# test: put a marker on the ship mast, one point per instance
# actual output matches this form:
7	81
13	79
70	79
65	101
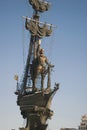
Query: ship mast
35	103
37	33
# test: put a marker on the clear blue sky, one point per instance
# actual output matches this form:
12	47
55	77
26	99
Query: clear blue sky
67	49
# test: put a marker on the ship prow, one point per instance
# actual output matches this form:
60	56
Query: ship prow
35	101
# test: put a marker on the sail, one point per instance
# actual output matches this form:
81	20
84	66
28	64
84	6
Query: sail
37	30
39	5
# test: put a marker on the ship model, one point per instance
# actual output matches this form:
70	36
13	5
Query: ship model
34	101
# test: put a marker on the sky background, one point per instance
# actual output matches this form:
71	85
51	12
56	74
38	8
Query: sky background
67	50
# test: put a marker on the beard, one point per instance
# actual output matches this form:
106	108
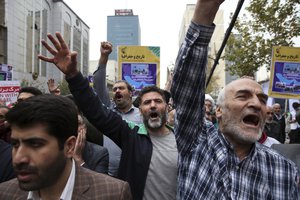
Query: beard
157	123
45	176
232	128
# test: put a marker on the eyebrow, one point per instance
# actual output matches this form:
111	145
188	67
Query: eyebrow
261	94
28	139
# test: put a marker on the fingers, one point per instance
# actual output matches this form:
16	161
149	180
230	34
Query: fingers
44	58
61	40
49	48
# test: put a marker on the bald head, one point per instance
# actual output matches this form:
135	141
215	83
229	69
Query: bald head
233	85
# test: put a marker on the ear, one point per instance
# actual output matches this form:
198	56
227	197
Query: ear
69	146
219	111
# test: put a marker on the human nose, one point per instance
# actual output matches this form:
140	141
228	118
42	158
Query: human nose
255	103
153	104
20	155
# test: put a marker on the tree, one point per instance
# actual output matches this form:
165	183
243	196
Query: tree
270	23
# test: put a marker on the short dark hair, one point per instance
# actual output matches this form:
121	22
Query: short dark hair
148	89
32	90
129	87
57	113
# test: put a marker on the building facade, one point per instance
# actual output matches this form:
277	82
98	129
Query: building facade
123	29
24	23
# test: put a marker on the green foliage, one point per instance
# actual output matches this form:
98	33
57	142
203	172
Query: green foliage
267	23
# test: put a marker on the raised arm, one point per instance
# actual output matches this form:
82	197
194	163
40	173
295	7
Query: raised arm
102	118
100	73
63	58
188	86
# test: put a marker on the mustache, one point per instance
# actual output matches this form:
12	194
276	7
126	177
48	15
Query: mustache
25	168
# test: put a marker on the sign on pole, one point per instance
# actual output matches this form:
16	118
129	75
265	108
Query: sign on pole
139	65
9	91
285	73
5	72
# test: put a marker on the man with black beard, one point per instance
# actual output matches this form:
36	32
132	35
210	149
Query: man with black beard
121	104
149	151
44	130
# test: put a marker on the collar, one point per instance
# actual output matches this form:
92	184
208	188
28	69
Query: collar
67	192
230	148
131	109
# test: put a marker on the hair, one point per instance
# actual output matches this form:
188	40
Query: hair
57	113
3	106
148	89
221	98
129	87
31	90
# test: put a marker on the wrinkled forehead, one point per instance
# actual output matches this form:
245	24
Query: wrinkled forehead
151	96
269	109
244	84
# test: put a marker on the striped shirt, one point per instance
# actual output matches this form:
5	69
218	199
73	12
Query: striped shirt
208	166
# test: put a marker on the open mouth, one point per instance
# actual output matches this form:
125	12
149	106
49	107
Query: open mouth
118	96
24	176
153	115
251	120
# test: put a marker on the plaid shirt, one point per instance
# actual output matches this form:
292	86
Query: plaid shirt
208	166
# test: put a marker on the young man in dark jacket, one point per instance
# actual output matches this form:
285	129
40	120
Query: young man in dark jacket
149	151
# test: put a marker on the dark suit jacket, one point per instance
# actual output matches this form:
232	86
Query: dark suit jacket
88	185
95	157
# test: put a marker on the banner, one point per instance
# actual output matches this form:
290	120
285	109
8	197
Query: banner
9	91
285	73
5	72
139	65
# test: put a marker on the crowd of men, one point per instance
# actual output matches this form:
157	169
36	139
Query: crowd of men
85	146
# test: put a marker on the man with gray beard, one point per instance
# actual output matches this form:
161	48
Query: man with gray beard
227	163
149	151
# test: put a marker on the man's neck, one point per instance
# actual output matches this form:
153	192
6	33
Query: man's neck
159	132
55	191
124	109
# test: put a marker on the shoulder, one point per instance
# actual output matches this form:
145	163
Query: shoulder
101	183
275	160
10	189
95	148
97	179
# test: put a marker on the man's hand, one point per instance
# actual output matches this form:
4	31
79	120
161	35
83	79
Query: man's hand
63	58
106	48
52	87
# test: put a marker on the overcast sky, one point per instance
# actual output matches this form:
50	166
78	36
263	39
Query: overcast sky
160	21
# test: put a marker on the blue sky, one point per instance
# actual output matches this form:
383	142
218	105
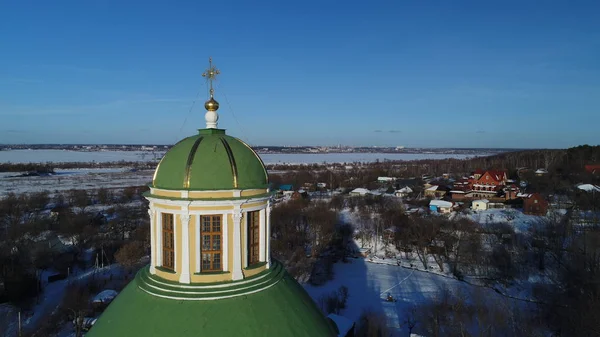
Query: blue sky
412	73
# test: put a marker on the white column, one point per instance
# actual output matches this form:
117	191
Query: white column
185	249
152	214
198	260
244	246
237	245
268	234
225	243
158	244
262	235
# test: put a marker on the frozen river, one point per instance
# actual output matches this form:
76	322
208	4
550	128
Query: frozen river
43	156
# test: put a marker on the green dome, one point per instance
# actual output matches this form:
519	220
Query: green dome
281	308
210	160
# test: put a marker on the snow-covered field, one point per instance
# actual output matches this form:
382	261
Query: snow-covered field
43	156
74	179
369	283
318	158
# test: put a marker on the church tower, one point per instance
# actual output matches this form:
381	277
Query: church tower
210	272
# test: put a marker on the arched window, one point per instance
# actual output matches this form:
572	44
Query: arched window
168	235
253	237
211	242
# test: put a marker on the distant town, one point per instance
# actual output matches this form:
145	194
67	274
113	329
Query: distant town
264	149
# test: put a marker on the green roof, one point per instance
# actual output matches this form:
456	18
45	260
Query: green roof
210	160
282	309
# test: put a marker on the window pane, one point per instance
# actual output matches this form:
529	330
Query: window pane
205	261
217	261
206	223
216	242
216	224
206	242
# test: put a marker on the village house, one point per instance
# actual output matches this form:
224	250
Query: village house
510	192
403	192
488	184
441	206
359	192
593	169
480	205
535	204
436	191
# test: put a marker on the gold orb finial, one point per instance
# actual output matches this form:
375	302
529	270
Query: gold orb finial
211	104
211	75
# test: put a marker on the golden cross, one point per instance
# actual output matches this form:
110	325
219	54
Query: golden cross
211	75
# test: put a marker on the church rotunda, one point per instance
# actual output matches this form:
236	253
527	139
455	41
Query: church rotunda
210	271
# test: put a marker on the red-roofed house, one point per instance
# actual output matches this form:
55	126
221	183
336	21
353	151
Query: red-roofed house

TASK DETAILS —
Please retype, exactly as written, every line from the line containing "# test: put a marker on the frozen" through the last line of the records above, including both of those lines, and nothing else.

RESPONSE —
# test: put a marker on the frozen river, one point per instance
# actual output matches this form:
76	322
208	4
550	128
Query: frozen river
43	156
# test: put a marker on the green dome, one point per instance
# actual output matches this form:
519	220
Query: green dome
281	308
210	160
# test: put a marker on the snow-covered field, one point per instance
# actual output matches this form:
382	261
Query: snow-covered field
43	156
74	179
369	283
318	158
# test: put a marker on the church tower, one point per instance
# actual output matches this form:
381	277
Query: church tower
210	272
# test: put a marker on the arched window, one point per instance
# actual output matches this form:
572	44
Query: arched window
168	235
253	237
211	242
# test: put a marker on the distant town, one point per instance
# actual output matches this form:
145	194
67	274
113	329
Query: distant town
264	149
# test: put a marker on the green roof, one point per instance
# actual output matches this form:
456	18
45	260
Query: green roof
210	160
282	309
# test: put a marker on the window pane, one point per instance
# actual output matches this form:
529	330
Query: window pane
205	261
217	261
206	223
216	242
216	224
206	242
# test: put a marker on the village house, one point per instance
# actual output matches this form:
224	250
Query: village house
510	192
403	192
488	184
441	206
359	192
593	169
480	205
535	204
436	191
# test: put a marker on the gold orb finial, one point per instance
# actual output matches this form:
375	302
529	270
Query: gold orb finial
211	104
211	75
# test: put a marker on the golden cross, one point per instance
# actual output matches this form:
110	325
219	54
Query: golden cross
211	75
# test: put a marker on the church rotunda, one point per instance
# actual output matches this form:
236	253
527	139
455	41
Query: church rotunda
210	271
# test: put a marker on the red-roofed house, one point per instance
# actual output matches this form:
55	126
221	183
336	21
353	151
Query: red-roofed house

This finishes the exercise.